- _GIVEN REQUEST 1_:
According to the passage below, on what date did Honeywell International Inc. acquire Metrologic?

***** PROVIDED PASSAGE *****

On July 31, 2014, Plaintiff filed an amended complaint (D.I. 33), which Defendants moved to dismiss (D.I. 41). The amended complaint asserts a claim for breach of contract against all defendants, and in the alternative a claim for tortious interference with contract against Defendant Honeywell Scanning and Mobility ("HSM") as well as a claim for quantum meruit against all defendants. (]See D.I. 33)

According to Defendants, the pertinent corporate structure is as follows:

On April 28, 2008 Honeywell International Inc. ("Honeywell"). acquired Metrologic, a leading manufacturer of data capture and collection hardware and software. Metrologic is a wholly owned subsidiary of Honeywell and . . . is one of several Honeywell subsidiaries that does business under the name "Honeywell Scanning & Mobility."

(D.I. 42 at 2) (internal citations omitted)

Plaintiff's amended complaint alleges that, "[a]s is seen in Sections 2(a), 8(d), [and] 21(a) of the IMPA, the PPA, the RA, and the SOW, the IMPA is a requirements contract whereby Ampro was the exclusive manufacturer of the Carrier Boards, and Defendants were to purchase all of their requirements of the Carrier Boards from Ampro." (D.I. 33 ¶ 39) The amended complaint also references forecasts from LXE which "represented that their minimum requirements were at least 20,000 units of the Carrier Boards over three (3) years." (D.I. 33 ¶ 40) In particular, Plaintiff alleges:

Failure to meet the 20,000 unit requirement would result in . . . penalties of an increased cost per unit (Section 7), loss of credit terms (Section 12), loss of rights in intellectual property (Section 20 (c&d)), loss of the right to manufacture the Carrier Boards after purchase of the first 20,000 units (Section 21(b)), and Defendants would have to pay for the intellectual property escrow account maintenance (Section 21(c)(3)). Similarly, if Ampro failed to meet Defendants' 20,000 unit requirement it would be liable to Defendants for the shortfall and could lose the exclusive right to manufacture the Carrier Boards (Section 21(c)).

(D.I. 33 ¶ 43)

Plaintiff's amended complaint goes on to allege that Ampro performed all duties required of it under the Agreement, and identifies delays caused by Defendants. (D.I. 33 ¶ 45) It continues by alleging that on July 10, 2013, "Defendant HSM's Richard Mayda requested via email to Ampro to terminate the Agreements on the grounds that Defendants would not be able to bring the products to market on time and price issues." (D.I. 33 ¶ 47) Plaintiff alleges that this "wrongful termination"2 was in breach of the DSA, IMPA, and their related addendums and schedules, proximately causing millions of dollars of damages to Ampro.

*****

- _GIVEN REQUEST 2_:
In the records below, output the lines from the line with "Could you mark the region of every instance of the red" up to and including the line with "Now the red" as a numbered list, skipping blank lines.

***** INFORMATION SUPPLIED *****

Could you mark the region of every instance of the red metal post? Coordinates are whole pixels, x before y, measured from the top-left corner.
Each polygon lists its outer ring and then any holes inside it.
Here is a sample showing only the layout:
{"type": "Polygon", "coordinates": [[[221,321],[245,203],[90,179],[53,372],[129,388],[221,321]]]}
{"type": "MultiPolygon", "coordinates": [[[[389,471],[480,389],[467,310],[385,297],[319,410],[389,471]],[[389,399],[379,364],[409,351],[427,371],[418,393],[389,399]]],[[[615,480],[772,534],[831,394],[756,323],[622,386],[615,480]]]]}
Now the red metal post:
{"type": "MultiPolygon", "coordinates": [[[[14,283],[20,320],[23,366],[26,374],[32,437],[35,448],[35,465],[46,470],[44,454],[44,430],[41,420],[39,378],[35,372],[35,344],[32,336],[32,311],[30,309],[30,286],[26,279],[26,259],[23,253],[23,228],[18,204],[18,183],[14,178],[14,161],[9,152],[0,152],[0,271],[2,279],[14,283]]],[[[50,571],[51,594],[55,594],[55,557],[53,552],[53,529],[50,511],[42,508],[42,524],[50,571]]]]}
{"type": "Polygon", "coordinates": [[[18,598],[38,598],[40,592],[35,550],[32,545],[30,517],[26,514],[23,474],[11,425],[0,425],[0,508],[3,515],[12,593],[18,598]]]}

*****
***** INFORMATION SUPPLIED *****

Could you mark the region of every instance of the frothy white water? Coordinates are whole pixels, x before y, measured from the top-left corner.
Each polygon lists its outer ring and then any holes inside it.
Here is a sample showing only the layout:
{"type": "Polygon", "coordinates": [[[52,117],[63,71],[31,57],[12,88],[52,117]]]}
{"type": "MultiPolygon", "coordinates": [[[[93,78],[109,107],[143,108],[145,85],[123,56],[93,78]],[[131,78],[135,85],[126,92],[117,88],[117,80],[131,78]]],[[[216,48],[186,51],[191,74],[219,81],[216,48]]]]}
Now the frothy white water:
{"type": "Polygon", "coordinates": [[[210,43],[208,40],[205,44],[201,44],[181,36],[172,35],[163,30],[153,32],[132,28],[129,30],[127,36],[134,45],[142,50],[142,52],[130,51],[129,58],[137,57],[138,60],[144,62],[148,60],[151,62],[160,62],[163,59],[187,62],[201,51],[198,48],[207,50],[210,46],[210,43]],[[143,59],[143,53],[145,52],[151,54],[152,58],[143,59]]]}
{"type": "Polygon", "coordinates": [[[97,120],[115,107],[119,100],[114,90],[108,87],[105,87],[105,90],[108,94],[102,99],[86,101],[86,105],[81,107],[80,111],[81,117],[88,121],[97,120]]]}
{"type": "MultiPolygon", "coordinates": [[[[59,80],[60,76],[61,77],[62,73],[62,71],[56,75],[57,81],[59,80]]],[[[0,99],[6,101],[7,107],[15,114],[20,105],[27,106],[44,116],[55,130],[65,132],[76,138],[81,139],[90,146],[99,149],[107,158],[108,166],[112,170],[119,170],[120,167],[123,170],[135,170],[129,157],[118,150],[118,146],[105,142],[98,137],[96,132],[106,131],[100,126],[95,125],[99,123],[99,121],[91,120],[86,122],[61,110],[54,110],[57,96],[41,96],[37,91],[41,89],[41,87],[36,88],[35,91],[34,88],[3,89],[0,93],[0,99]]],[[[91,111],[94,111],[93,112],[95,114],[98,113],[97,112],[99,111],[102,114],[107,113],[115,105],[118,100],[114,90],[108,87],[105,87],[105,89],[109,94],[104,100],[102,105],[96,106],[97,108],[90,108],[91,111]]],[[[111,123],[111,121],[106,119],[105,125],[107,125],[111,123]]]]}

*****
***** INFORMATION SUPPLIED *****

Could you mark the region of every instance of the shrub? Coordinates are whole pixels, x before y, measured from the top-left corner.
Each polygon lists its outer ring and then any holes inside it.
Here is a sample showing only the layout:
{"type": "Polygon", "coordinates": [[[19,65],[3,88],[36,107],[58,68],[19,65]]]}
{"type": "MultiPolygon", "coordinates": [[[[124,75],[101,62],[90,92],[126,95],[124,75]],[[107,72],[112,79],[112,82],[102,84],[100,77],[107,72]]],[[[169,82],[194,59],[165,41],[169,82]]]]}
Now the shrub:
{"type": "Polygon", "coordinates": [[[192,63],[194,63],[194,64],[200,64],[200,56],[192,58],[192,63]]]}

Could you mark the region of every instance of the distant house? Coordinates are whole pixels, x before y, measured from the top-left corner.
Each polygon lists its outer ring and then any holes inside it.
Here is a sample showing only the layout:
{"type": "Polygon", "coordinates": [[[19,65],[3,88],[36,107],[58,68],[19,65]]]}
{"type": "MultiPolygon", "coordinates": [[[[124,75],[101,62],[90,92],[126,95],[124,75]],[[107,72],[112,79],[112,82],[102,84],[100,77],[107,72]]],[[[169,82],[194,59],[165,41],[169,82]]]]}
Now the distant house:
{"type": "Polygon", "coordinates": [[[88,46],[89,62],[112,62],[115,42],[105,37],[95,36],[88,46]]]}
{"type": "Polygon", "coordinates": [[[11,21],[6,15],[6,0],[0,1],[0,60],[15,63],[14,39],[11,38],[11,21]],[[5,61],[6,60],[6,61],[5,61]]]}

*****

- _EXPECTED ANSWER 1_:
April 28, 2008.

- _EXPECTED ANSWER 2_:
1. Could you mark the region of every instance of the red metal post? Coordinates are whole pixels, x before y, measured from the top-left corner.
2. Each polygon lists its outer ring and then any holes inside it.
3. Here is a sample showing only the layout:
4. {"type": "Polygon", "coordinates": [[[221,321],[245,203],[90,179],[53,372],[129,388],[221,321]]]}
5. {"type": "MultiPolygon", "coordinates": [[[[389,471],[480,389],[467,310],[385,297],[319,410],[389,471]],[[389,399],[379,364],[409,351],[427,371],[418,393],[389,399]]],[[[615,480],[772,534],[831,394],[756,323],[622,386],[615,480]]]]}
6. Now the red metal post:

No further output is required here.